FRAGMENTO SELECCIONADO:
No obstante, a pesar de que descansar bien es una necesidad esencial del organismo, a veces solemos dormir menos horas de las deseables. El trabajo, el estrés, las actividades sociales consiguen arañarle minutos al sueño. Y quizás no seamos conscientes de ello, pero dormir menos de lo que el cuerpo requiere puede comportarnos problemas a corto y largo plazo porque estresamos a nuestra biología, que no está preparada para afrontar un déficit de sueño. De hecho, somos el único animal que duerme menos de lo que necesita voluntariamente.

Y cada vez lo hacemos menos. Hoy en día, hemos rebajado las horas que dedicamos al descanso respecto a generaciones anteriores, lo que consideran los expertos que se está convirtiendo en un factor de riesgo para que padezcamos determinadas enfermedades. Es más, los científicos empiezan a relacionar esta falta de horas de sueño con algunas epidemias, como la de obesidad. A corto plazo, dormir menos nos hace estar más impacientes, dificulta la concentración y nos hace ser menos eficientes en las tareas que realicemos. Obstaculiza el aprendizaje y la fijación de recuerdos. Sin el descanso apropiado, nuestros pensamientos están nebulosos, nos sentimos amodorrados y nos es más difícil razonar y hablar, puesto que el déficit de sueño afecta al lóbulo frontal, que está asociado al habla y al pensamiento creativo. Por si eso fuera poco, tenemos mala cara, ojeras, nos sentimos sin energía, ni humor y estamos más irritables y propensos al conflicto.
A largo plazo, dormir poco o mal afecta profundamente a nuestra biología y puede llegar a dar al traste con nuestra salud. De hecho, recorta nuestra longevidad. Afecta a los sistemas inmune y nervioso. Y diabetes, obesidad y problemas cardiovasculares son algunas de las consecuencias relacionadas con un descanso insuficiente. Mientras dormimos, el cerebro se encarga de deshacerse de los desechos metabólicos producidos durante el día. Sin descanso suficiente, no le damos tiempo a hacer limpieza y el cuerpo acumulando basura. La falta de horas de sueño desencadena la segregación de cortisol, la hormona del estrés, que, en exceso, se relaciona con la grasa abdominal. También puede acabar alterando las funciones metabólicas, como el procesamiento y el almacenaje de carbohidratos; el cuerpo deja de metabolizar el azúcar bien, lo que aumenta el riesgo de que desarrollemos una diabetes tipo 2. La endocrina Eve van Cauter, de la facultad de medicina de la Universidad de Chicago, investiga el efecto del sueño sobre el organismo. En un experimento con jóvenes voluntarios, vio que si les restringía las horas de sueño a cuatro por noche, una semana más tarde los participantes ya estaban en un estado prediabético. Además, tenían mucho más apetito.

DATOS EN BRUTO:
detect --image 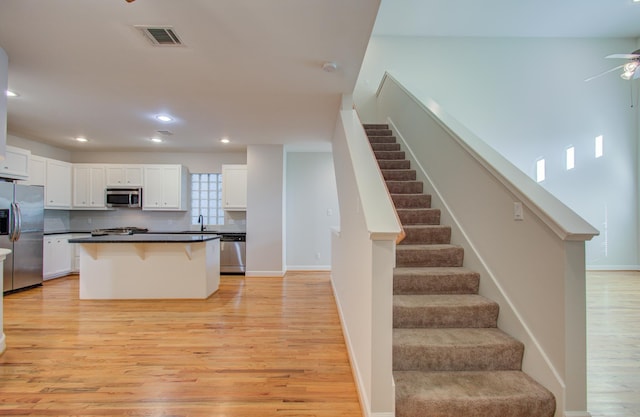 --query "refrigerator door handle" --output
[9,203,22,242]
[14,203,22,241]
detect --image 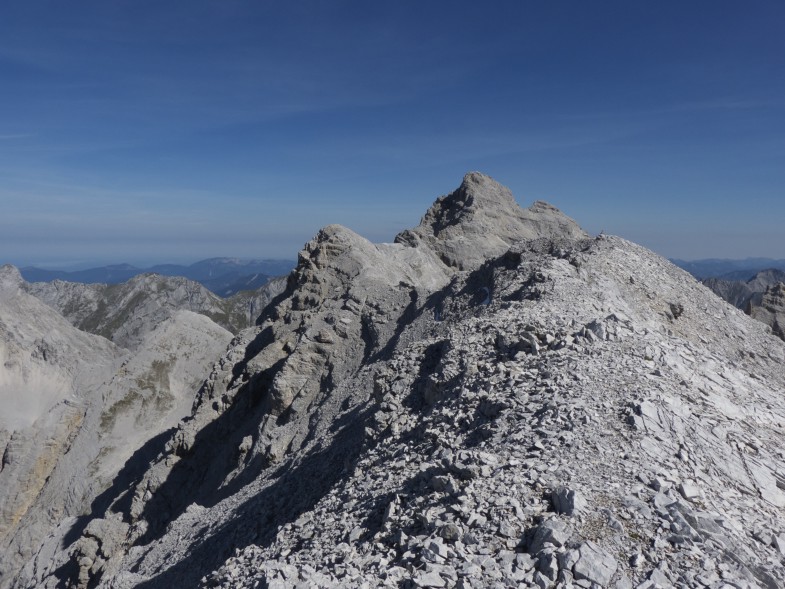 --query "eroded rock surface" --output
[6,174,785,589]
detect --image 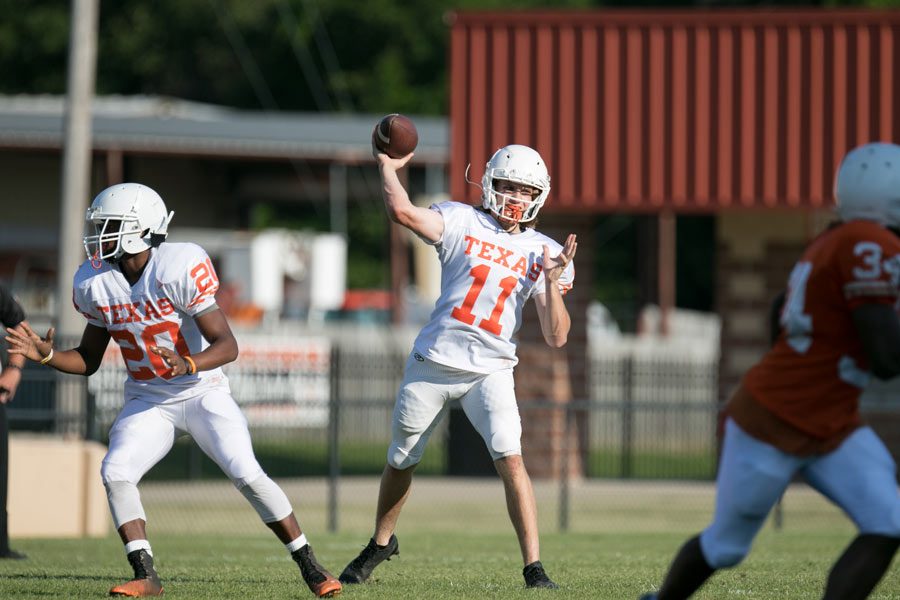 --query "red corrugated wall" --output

---

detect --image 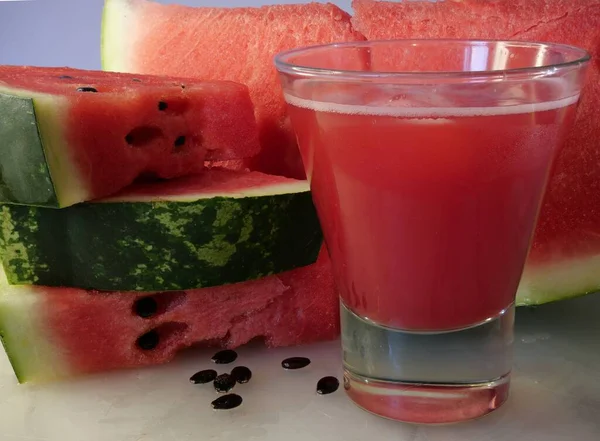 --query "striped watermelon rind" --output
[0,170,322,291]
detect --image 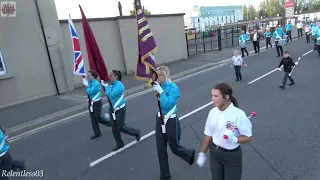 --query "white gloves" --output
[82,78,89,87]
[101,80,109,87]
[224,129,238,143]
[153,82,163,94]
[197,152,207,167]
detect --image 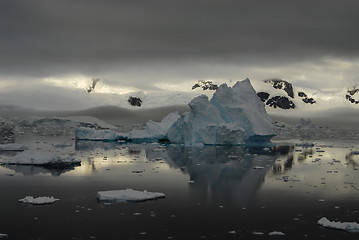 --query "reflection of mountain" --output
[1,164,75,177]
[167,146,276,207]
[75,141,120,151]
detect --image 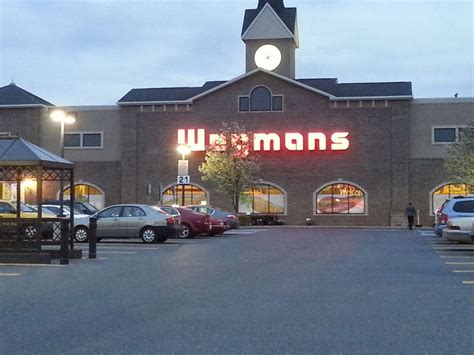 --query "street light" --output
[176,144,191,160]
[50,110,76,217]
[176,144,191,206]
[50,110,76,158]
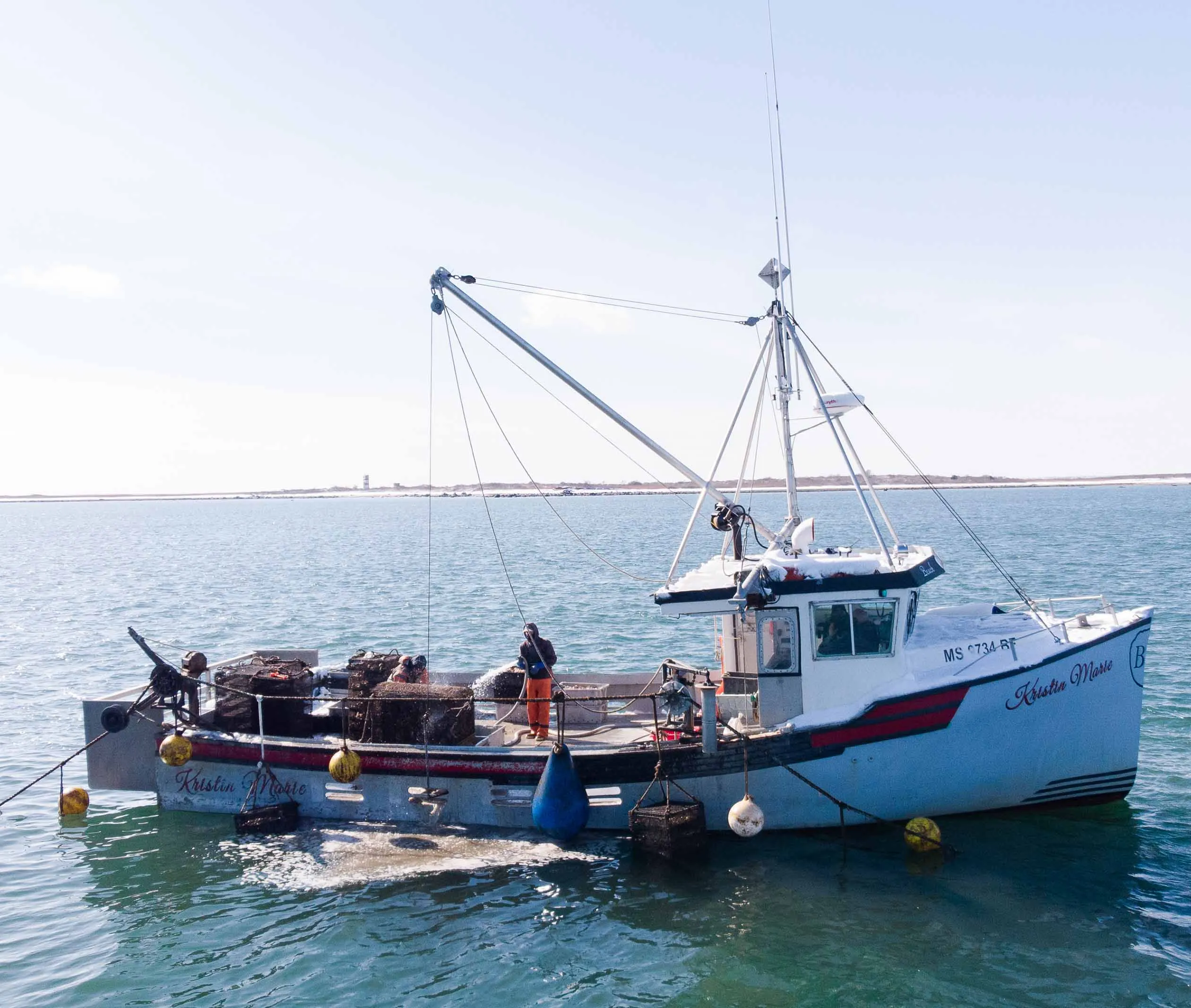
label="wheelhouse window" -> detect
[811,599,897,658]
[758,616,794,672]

TAREA: Retoma el fragmento sobre los efectos de dormir poco y continúalo después de su última oración.

RESPUESTA:
“No dormir lo suficiente reduce los niveles de leptina, una hormona que suprime el apetito. Y, por el contrario, aumenta la cantidad de grelina, encargada de estimular el apetito”, señala José María Ordovás, uno de los mayores expertos en nutrición, director del Laboratorio de Nutrición y Genómica de la Universidad de Tufts (EE.UU.) e investigador del Centro Nacional de Investigaciones Cardiovasculares, en Madrid. De ahí que menos horas de sueño de forma continuada esté directamente relacionado con una tendencia a la obesidad.

Existen más estudios que también relacionan el descanso inapropiado con enfermedades cardiovasculares, presión arterial alta y riesgo de infartos. Y en una investigación conducida por la Sociedad Americana de Cáncer, en la que participaron más de un millón de adultos, se vio que aquellos que dormían entre siete y ocho horas cada día tenían una tasa de mortalidad más baja que quienes dormían menos.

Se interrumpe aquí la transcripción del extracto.